Point annotation entries

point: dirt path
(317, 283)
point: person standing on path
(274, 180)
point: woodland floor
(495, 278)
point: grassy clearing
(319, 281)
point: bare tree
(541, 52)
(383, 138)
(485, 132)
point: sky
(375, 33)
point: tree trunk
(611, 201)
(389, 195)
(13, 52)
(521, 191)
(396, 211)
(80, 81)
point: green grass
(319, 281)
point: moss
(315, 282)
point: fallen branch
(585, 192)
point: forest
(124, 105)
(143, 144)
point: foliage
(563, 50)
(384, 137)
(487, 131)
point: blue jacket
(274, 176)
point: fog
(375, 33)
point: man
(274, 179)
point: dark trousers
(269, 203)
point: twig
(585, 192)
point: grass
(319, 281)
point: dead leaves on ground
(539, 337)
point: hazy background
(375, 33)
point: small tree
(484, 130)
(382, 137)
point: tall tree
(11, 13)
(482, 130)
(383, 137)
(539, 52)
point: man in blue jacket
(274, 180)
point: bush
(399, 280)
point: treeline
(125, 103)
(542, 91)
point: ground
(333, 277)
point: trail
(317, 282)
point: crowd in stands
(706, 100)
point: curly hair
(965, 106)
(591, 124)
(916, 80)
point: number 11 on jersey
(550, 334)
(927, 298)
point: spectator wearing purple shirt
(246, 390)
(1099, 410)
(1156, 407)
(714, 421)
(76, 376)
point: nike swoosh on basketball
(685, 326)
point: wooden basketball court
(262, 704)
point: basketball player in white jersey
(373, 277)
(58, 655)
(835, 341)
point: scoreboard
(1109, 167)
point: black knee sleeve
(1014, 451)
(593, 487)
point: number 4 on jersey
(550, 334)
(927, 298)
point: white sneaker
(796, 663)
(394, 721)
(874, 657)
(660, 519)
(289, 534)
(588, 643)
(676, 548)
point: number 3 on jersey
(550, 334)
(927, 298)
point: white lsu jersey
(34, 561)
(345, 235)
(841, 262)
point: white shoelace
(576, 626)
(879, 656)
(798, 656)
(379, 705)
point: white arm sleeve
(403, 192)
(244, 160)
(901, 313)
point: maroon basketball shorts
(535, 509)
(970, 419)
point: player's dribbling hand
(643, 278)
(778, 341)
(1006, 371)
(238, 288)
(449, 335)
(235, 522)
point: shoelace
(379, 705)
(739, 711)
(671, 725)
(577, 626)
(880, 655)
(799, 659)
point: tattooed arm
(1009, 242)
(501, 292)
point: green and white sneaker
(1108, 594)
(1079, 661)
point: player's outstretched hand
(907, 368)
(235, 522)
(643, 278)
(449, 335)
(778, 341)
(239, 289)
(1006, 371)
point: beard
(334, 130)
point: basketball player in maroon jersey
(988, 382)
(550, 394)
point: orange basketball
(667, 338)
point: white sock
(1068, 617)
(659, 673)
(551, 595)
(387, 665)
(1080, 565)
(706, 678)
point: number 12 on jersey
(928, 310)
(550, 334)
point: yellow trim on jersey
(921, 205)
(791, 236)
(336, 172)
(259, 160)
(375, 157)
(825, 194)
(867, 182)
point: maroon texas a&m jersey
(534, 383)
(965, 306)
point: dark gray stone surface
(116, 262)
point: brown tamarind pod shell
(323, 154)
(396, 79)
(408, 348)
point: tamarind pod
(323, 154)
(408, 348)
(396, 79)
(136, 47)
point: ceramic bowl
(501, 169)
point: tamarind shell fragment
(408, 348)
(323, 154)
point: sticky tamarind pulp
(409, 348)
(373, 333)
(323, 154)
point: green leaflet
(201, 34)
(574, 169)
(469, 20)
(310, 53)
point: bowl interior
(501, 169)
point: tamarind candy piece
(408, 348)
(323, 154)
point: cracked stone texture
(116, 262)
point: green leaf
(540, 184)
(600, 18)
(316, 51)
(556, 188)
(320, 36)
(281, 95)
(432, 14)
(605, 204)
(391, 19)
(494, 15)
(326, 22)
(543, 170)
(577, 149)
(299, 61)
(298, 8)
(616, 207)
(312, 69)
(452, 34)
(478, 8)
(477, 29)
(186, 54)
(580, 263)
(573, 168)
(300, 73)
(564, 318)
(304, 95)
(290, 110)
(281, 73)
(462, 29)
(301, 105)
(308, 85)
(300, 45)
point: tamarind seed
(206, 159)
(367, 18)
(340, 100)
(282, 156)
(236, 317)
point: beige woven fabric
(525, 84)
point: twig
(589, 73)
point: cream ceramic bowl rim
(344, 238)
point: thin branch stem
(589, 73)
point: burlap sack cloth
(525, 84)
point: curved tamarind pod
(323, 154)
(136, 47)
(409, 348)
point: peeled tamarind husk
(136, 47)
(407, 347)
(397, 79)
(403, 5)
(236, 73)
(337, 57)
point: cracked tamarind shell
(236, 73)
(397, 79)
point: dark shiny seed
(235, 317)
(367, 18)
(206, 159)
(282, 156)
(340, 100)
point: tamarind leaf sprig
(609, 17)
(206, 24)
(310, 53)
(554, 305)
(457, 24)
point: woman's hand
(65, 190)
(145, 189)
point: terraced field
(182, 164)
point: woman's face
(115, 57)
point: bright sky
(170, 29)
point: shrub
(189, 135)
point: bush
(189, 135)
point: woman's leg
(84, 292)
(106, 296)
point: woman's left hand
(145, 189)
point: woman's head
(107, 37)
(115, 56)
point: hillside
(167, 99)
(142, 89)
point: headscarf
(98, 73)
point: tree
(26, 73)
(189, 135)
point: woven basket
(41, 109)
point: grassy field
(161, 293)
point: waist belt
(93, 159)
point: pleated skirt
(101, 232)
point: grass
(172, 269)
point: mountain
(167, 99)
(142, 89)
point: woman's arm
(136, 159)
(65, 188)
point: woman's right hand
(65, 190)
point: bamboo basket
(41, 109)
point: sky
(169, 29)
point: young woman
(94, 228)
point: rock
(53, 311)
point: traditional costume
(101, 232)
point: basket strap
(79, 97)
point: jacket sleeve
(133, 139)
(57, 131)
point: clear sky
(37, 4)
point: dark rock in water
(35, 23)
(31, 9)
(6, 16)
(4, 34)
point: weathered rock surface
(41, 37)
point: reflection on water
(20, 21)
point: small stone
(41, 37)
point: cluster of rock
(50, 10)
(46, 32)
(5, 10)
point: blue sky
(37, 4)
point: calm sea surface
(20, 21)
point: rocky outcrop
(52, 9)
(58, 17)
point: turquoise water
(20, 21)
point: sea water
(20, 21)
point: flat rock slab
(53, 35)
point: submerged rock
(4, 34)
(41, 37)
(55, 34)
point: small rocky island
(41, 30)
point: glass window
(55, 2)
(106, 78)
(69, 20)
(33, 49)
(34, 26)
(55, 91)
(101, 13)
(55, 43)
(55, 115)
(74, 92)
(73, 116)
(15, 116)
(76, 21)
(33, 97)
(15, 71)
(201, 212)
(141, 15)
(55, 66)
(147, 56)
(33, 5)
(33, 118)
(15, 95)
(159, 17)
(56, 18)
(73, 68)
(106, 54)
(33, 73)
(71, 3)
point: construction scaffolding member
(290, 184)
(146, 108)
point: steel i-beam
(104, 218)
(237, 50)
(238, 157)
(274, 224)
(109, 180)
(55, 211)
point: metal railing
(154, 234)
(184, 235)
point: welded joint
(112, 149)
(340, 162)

__Task statement__:
Please render all of the entries above as a numbered list, leaving out any blank lines.

__Response to this exercise__:
1. point: dirt path
2. (317, 283)
3. point: person standing on path
4. (274, 180)
5. point: woodland floor
6. (495, 278)
7. point: grassy clearing
8. (319, 281)
9. point: bare tree
10. (541, 52)
11. (383, 138)
12. (485, 132)
13. point: sky
14. (375, 33)
15. point: tree trunk
16. (611, 201)
17. (389, 195)
18. (13, 52)
19. (521, 191)
20. (396, 211)
21. (80, 81)
22. point: green grass
23. (319, 281)
24. point: moss
25. (315, 282)
26. point: fallen branch
27. (585, 192)
28. point: forest
29. (124, 105)
30. (143, 144)
31. point: foliage
32. (563, 50)
33. (384, 137)
34. (487, 131)
35. point: blue jacket
36. (274, 176)
37. point: fog
38. (375, 33)
39. point: man
40. (274, 179)
41. point: dark trousers
42. (269, 203)
43. point: twig
44. (585, 192)
45. point: grass
46. (319, 281)
47. point: dead leaves on ground
48. (539, 337)
49. point: hazy background
50. (375, 33)
51. point: small tree
52. (484, 130)
53. (382, 137)
54. point: tall tree
55. (11, 13)
56. (482, 130)
57. (383, 137)
58. (539, 52)
59. point: man in blue jacket
60. (274, 180)
61. point: bush
62. (399, 280)
63. point: treeline
64. (125, 103)
65. (542, 91)
66. point: ground
67. (333, 277)
68. point: trail
69. (317, 282)
70. point: crowd in stands
71. (706, 100)
72. point: curly hair
73. (965, 106)
74. (591, 124)
75. (916, 80)
76. point: number 11 on jersey
77. (550, 334)
78. (927, 298)
79. point: spectator wearing purple shirt
80. (246, 390)
81. (1099, 410)
82. (1156, 407)
83. (714, 421)
84. (76, 376)
85. point: nike swoosh on basketball
86. (685, 326)
87. point: wooden basketball court
88. (262, 704)
89. point: basketball player in white jersey
90. (373, 277)
91. (58, 655)
92. (835, 341)
93. point: scoreboard
94. (1109, 167)
95. point: black knee sleeve
96. (1014, 451)
97. (593, 487)
98. point: number 4 on jersey
99. (550, 334)
100. (927, 298)
101. point: white sneaker
102. (796, 663)
103. (394, 721)
104. (874, 657)
105. (660, 519)
106. (289, 534)
107. (588, 643)
108. (676, 548)
109. point: number 3 on jersey
110. (550, 334)
111. (927, 298)
112. point: white lsu jersey
113. (34, 561)
114. (345, 235)
115. (841, 262)
116. point: white shoelace
117. (576, 626)
118. (879, 656)
119. (798, 656)
120. (379, 705)
121. point: white arm sleeve
122. (403, 192)
123. (244, 160)
124. (901, 313)
125. point: maroon basketball shorts
126. (535, 509)
127. (970, 419)
128. point: player's dribbling hand
129. (643, 278)
130. (778, 341)
131. (1006, 371)
132. (238, 288)
133. (449, 335)
134. (235, 522)
135. point: shoelace
136. (379, 705)
137. (739, 711)
138. (671, 725)
139. (577, 626)
140. (880, 655)
141. (799, 659)
142. point: tattooed arm
143. (1009, 242)
144. (501, 292)
145. point: green and white sneaker
146. (1108, 594)
147. (1079, 661)
148. point: player's outstretched hand
149. (907, 368)
150. (235, 522)
151. (643, 278)
152. (449, 335)
153. (778, 341)
154. (239, 289)
155. (1006, 371)
156. point: beard
157. (334, 130)
158. point: basketball player in maroon jersey
159. (988, 382)
160. (550, 394)
161. point: orange basketball
162. (667, 338)
163. point: white sock
164. (1068, 617)
165. (659, 673)
166. (551, 595)
167. (387, 665)
168. (1080, 565)
169. (706, 678)
170. point: number 12 on jersey
171. (928, 310)
172. (550, 334)
173. point: yellow trim on jersey
174. (921, 205)
175. (791, 236)
176. (336, 172)
177. (259, 160)
178. (375, 157)
179. (825, 194)
180. (867, 182)
181. point: maroon texas a&m jersey
182. (534, 383)
183. (965, 306)
184. point: dark gray stone surface
185. (116, 262)
186. point: brown tamarind pod shell
187. (323, 154)
188. (396, 79)
189. (408, 348)
190. point: tamarind pod
191. (323, 154)
192. (408, 348)
193. (396, 79)
194. (136, 47)
195. point: ceramic bowl
196. (501, 169)
197. point: tamarind shell fragment
198. (408, 348)
199. (323, 154)
200. point: sticky tamarind pulp
201. (409, 348)
202. (373, 333)
203. (323, 154)
204. point: green leaflet
205. (201, 34)
206. (574, 169)
207. (469, 20)
208. (310, 53)
209. point: bowl interior
210. (501, 169)
211. point: tamarind candy piece
212. (408, 348)
213. (323, 154)
214. point: cracked stone texture
215. (116, 262)
216. point: green leaf
217. (540, 184)
218. (600, 18)
219. (316, 51)
220. (556, 188)
221. (320, 36)
222. (281, 95)
223. (432, 14)
224. (605, 204)
225. (391, 19)
226. (494, 15)
227. (326, 22)
228. (543, 170)
229. (577, 149)
230. (299, 61)
231. (298, 8)
232. (616, 207)
233. (312, 69)
234. (452, 34)
235. (478, 8)
236. (477, 29)
237. (186, 54)
238. (580, 263)
239. (573, 168)
240. (300, 73)
241. (564, 318)
242. (304, 95)
243. (290, 110)
244. (281, 73)
245. (462, 29)
246. (301, 105)
247. (308, 85)
248. (300, 45)
249. point: tamarind seed
250. (206, 159)
251. (367, 18)
252. (340, 100)
253. (282, 156)
254. (236, 317)
255. point: beige woven fabric
256. (525, 84)
257. point: twig
258. (589, 73)
259. point: cream ceramic bowl rim
260. (344, 238)
261. point: thin branch stem
262. (589, 73)
263. point: burlap sack cloth
264. (525, 84)
265. point: curved tamarind pod
266. (323, 154)
267. (136, 47)
268. (409, 348)
269. point: peeled tamarind husk
270. (136, 47)
271. (407, 347)
272. (397, 79)
273. (403, 5)
274. (236, 73)
275. (337, 57)
276. point: cracked tamarind shell
277. (236, 73)
278. (397, 79)
279. point: dark shiny seed
280. (235, 317)
281. (367, 18)
282. (206, 159)
283. (282, 156)
284. (340, 100)
285. point: tamarind leaf sprig
286. (609, 17)
287. (206, 24)
288. (310, 53)
289. (554, 305)
290. (457, 24)
291. point: woman's hand
292. (65, 190)
293. (145, 189)
294. point: terraced field
295. (182, 164)
296. point: woman's face
297. (115, 57)
298. point: bright sky
299. (170, 29)
300. point: shrub
301. (189, 135)
302. point: bush
303. (189, 135)
304. point: woman's leg
305. (84, 292)
306. (106, 296)
307. point: woman's left hand
308. (145, 189)
309. point: woman's head
310. (107, 37)
311. (115, 56)
312. point: hillside
313. (167, 99)
314. (142, 89)
315. point: headscarf
316. (98, 73)
317. point: tree
318. (26, 73)
319. (189, 135)
320. point: woven basket
321. (41, 109)
322. point: grassy field
323. (161, 293)
324. point: waist belt
325. (93, 159)
326. point: pleated skirt
327. (101, 232)
328. point: grass
329. (172, 269)
330. point: mountain
331. (167, 99)
332. (142, 89)
333. point: woman's arm
334. (136, 159)
335. (65, 188)
336. point: woman's right hand
337. (65, 190)
338. point: bamboo basket
339. (41, 109)
340. point: sky
341. (169, 29)
342. point: young woman
343. (94, 228)
344. point: rock
345. (53, 311)
346. point: traditional costume
347. (101, 232)
348. point: basket strap
349. (79, 97)
350. point: jacket sleeve
351. (133, 139)
352. (57, 131)
353. point: clear sky
354. (37, 4)
355. point: dark rock in water
356. (35, 23)
357. (31, 9)
358. (6, 16)
359. (4, 34)
360. point: weathered rock surface
361. (41, 37)
362. point: reflection on water
363. (20, 21)
364. point: small stone
365. (41, 37)
366. point: cluster of rock
367. (50, 10)
368. (46, 32)
369. (5, 10)
370. point: blue sky
371. (37, 4)
372. point: calm sea surface
373. (20, 21)
374. point: rocky outcrop
375. (52, 9)
376. (58, 17)
377. point: turquoise water
378. (20, 21)
379. point: sea water
380. (20, 21)
381. point: flat rock slab
382. (53, 35)
383. point: submerged rock
384. (4, 34)
385. (41, 37)
386. (55, 34)
387. point: small rocky island
388. (41, 30)
389. point: glass window
390. (55, 2)
391. (106, 78)
392. (69, 20)
393. (33, 49)
394. (34, 26)
395. (55, 91)
396. (101, 13)
397. (55, 43)
398. (55, 115)
399. (74, 92)
400. (73, 116)
401. (15, 116)
402. (76, 21)
403. (33, 97)
404. (15, 71)
405. (201, 212)
406. (141, 15)
407. (55, 66)
408. (147, 56)
409. (33, 5)
410. (33, 118)
411. (15, 95)
412. (159, 17)
413. (56, 18)
414. (73, 68)
415. (106, 54)
416. (33, 73)
417. (71, 3)
418. point: construction scaffolding member
419. (290, 184)
420. (146, 108)
421. point: steel i-beam
422. (104, 218)
423. (237, 50)
424. (238, 157)
425. (274, 224)
426. (109, 180)
427. (55, 211)
428. point: metal railing
429. (154, 234)
430. (184, 235)
431. point: welded joint
432. (112, 149)
433. (340, 162)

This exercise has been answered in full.